*** Opening of TEXT PROVIDED ***
Ir al contenido

Documat


The role of blood dna methylation in environment-related chronic disease: A biostatistical toolkit

  • Autores: Arce Domingo Relloso
  • Directores de la Tesis: José Domingo Bermúdez Edo (dir. tes.) Árbol académico, María Téllez Plaza (codir. tes.) Árbol académico
  • Lectura: En la Universitat de València ( España ) en 2023
  • Idioma: inglés
  • Tribunal Calificador de la Tesis: Juan Ramón González Ruiz (presid.) Árbol académico, Carmen Iñiguez Hernández (secret.) Árbol académico, Elena Colicino (voc.) Árbol académico
  • Enlaces
  • Resumen
    • Epigenetic changes refer to modifications that alter gene expression without changing the genomic sequence. Environmental and behavioral factors are well-known epigenetic modifiers, leading to heritable changes that might disrupt essential biological processes and, in turn, influence the development of disease.

      DNA methylation is the most widely studied epigenetic mark. Scientific evidence supports the association between environmental factors, such as smoking and metals, and DNA methylation dysregulations. In addition, the evidence supports the association between DNA methylation dysregulations and chronic disease, especially for cancer. However, it is unknown whether these associations are causal or happen due to DNA methylation being a biomarker of other disrupted biological processes.

      In order to evaluate the potential role of genome-wide DNA methylation on the association between environmental factors and chronic disease, appropriate statistical methods for the analysis of ultra-high dimensional and highly correlated data are needed.

      To begin with, we need to select which methylation sites in the genome are associated with our outcome of interest. Existing methods for variable selection and effect estimation lose predictive ability and are subject to bias in ultra-high dimensional settings. Additionally, they are not able to quantify statistical uncertainty.
*** Close of TEXT PROVIDED ***
**WHAT TO WORK ON**
Decide whether each statement below agrees with the thesis summary above. Answer yes or no for each and quote the words from the summary that settle it.
(a) The summary calls DNA methylation the most widely studied epigenetic mark.
(b) According to the summary, the evidence linking DNA methylation dysregulations to chronic disease is strongest for heart disease.
(c) The summary says existing methods for variable selection and effect estimation can quantify statistical uncertainty.
*** Opening of SUPPLIED INFORMATION ***
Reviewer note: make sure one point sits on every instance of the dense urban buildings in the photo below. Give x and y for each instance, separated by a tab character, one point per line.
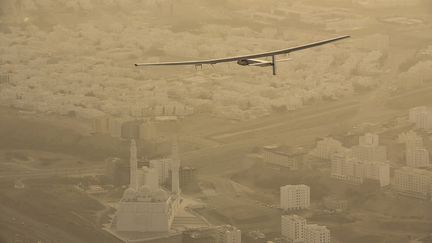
421	116
369	149
413	182
294	197
316	234
145	206
368	160
293	228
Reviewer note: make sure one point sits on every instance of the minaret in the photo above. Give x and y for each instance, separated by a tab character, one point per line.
175	167
133	165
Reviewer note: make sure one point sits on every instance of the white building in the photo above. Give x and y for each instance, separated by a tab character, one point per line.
293	197
413	182
148	176
146	210
293	228
163	166
369	149
228	234
326	147
316	234
379	171
350	169
175	168
421	116
417	157
133	176
147	131
145	207
346	168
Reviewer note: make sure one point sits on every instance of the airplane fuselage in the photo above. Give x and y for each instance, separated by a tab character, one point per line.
254	62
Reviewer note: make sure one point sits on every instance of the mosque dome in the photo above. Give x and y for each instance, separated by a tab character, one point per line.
160	195
145	190
129	194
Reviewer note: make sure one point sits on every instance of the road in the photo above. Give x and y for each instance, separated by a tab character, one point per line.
63	172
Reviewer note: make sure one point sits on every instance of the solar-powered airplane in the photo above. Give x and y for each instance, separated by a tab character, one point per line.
248	60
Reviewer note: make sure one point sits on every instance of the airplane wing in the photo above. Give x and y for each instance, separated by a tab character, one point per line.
236	58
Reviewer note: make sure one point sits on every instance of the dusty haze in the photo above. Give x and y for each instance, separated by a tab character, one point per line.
93	149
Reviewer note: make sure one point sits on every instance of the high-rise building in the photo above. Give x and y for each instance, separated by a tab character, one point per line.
413	182
175	168
293	228
346	168
421	116
163	166
228	234
293	197
133	165
148	176
316	234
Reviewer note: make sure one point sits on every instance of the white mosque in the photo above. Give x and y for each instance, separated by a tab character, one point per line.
145	206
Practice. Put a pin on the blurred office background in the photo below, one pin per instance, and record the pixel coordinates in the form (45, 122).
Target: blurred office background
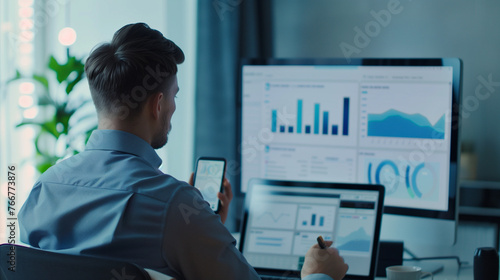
(214, 34)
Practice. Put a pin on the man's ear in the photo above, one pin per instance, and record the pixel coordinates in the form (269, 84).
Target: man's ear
(155, 104)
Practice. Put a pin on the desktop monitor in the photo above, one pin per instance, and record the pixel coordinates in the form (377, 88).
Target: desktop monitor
(382, 121)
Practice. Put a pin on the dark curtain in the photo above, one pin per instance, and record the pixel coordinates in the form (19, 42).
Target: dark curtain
(227, 31)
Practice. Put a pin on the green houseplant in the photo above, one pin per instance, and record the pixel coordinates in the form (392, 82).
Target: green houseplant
(56, 137)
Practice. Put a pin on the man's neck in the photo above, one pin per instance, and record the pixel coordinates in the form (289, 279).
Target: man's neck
(133, 127)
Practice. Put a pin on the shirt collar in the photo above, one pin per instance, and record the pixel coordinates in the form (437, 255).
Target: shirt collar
(117, 140)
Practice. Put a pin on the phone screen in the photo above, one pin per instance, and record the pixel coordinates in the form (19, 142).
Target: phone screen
(208, 179)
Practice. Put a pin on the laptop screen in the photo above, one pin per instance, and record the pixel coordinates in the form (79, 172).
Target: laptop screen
(283, 219)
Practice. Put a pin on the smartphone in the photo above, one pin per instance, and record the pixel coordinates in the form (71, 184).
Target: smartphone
(209, 177)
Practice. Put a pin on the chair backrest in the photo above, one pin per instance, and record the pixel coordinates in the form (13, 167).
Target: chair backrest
(24, 263)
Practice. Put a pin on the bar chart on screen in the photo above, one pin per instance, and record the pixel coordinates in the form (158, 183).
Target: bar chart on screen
(316, 217)
(319, 112)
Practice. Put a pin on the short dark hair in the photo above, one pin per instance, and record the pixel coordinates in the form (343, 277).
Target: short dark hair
(138, 62)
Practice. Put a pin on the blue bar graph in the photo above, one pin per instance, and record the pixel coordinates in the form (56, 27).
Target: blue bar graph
(314, 128)
(335, 129)
(274, 120)
(325, 122)
(345, 128)
(316, 118)
(299, 116)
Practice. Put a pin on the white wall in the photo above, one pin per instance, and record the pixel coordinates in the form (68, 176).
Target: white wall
(446, 28)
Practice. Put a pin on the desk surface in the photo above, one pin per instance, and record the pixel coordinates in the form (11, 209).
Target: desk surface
(451, 271)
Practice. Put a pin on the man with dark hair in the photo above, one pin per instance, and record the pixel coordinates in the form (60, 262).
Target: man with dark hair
(112, 200)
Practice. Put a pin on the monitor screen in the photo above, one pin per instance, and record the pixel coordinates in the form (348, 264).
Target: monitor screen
(381, 121)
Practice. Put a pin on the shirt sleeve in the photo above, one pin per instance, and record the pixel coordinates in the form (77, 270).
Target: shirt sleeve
(197, 245)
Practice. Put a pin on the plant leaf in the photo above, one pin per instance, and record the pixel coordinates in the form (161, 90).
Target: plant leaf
(42, 80)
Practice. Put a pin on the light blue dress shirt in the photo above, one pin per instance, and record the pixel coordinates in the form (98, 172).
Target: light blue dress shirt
(112, 201)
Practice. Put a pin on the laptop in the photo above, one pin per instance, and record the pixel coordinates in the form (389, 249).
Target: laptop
(282, 220)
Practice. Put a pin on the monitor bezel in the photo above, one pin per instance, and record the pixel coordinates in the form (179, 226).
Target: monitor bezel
(455, 63)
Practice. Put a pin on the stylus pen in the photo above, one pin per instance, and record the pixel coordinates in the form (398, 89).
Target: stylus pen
(321, 242)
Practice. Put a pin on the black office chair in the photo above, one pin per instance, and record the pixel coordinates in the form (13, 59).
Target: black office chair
(23, 263)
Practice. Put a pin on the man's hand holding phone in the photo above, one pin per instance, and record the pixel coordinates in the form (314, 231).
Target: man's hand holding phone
(209, 178)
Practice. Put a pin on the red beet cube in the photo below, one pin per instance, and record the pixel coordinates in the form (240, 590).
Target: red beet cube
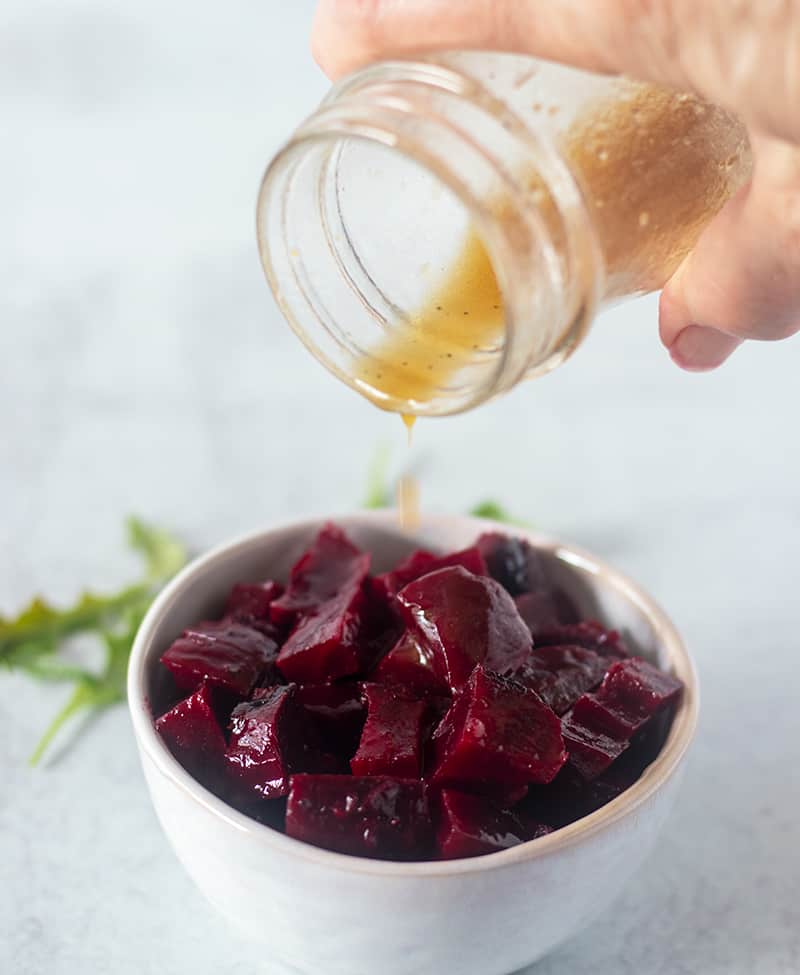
(538, 610)
(370, 816)
(420, 563)
(410, 662)
(470, 825)
(391, 742)
(598, 728)
(224, 654)
(513, 562)
(560, 675)
(193, 734)
(337, 711)
(635, 687)
(590, 751)
(325, 645)
(464, 619)
(267, 742)
(589, 634)
(614, 722)
(252, 600)
(497, 735)
(331, 565)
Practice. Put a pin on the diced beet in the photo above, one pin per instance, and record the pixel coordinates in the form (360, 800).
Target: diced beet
(513, 562)
(589, 634)
(464, 619)
(391, 742)
(538, 610)
(422, 562)
(614, 722)
(470, 825)
(637, 688)
(496, 734)
(223, 654)
(590, 751)
(252, 600)
(410, 662)
(370, 816)
(560, 675)
(338, 712)
(332, 564)
(598, 728)
(192, 732)
(268, 742)
(325, 645)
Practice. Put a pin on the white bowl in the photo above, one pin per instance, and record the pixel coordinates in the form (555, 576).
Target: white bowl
(325, 912)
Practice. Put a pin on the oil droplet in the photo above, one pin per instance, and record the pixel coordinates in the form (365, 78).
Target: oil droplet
(409, 420)
(408, 502)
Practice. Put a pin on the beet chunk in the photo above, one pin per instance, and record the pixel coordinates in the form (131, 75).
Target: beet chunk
(252, 600)
(192, 732)
(410, 662)
(470, 825)
(589, 634)
(337, 711)
(325, 645)
(598, 728)
(464, 619)
(224, 654)
(391, 743)
(496, 735)
(538, 610)
(268, 742)
(590, 751)
(330, 566)
(560, 675)
(371, 816)
(420, 563)
(513, 562)
(636, 688)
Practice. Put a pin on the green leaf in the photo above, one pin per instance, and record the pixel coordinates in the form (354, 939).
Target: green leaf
(496, 512)
(41, 626)
(163, 554)
(33, 643)
(378, 492)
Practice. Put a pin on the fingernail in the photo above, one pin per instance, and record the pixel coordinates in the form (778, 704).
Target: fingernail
(698, 348)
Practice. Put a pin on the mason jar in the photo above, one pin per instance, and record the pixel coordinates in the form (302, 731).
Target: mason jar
(442, 228)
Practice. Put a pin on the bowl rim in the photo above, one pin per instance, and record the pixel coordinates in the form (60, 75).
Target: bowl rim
(654, 777)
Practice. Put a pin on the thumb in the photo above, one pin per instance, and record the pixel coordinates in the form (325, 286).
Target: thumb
(742, 280)
(350, 33)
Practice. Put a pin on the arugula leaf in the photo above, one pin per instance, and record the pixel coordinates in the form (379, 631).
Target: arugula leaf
(34, 642)
(163, 554)
(378, 493)
(496, 512)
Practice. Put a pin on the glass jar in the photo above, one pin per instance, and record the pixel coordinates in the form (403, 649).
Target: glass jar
(440, 229)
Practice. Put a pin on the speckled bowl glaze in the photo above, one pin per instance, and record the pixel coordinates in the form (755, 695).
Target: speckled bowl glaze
(319, 911)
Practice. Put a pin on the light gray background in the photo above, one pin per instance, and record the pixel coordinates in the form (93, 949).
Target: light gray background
(145, 369)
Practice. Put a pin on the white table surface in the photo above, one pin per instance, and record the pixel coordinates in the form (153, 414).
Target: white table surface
(144, 368)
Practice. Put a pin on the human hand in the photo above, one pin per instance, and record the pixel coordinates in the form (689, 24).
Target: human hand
(742, 280)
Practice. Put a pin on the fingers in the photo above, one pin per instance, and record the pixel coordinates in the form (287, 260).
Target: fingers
(742, 54)
(742, 280)
(350, 33)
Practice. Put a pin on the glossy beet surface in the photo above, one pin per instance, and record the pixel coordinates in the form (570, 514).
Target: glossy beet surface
(372, 816)
(463, 620)
(453, 706)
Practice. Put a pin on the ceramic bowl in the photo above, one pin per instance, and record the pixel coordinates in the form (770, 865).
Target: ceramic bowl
(324, 912)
*** Close of SUPPLIED INFORMATION ***
**WRITTEN SOLUTION**
(a) Yes: "DNA methylation is the most widely studied epigenetic mark."
(b) No: "the evidence supports the association between DNA methylation dysregulations and chronic disease, especially for cancer."
(c) No: "Additionally, they are not able to quantify statistical uncertainty."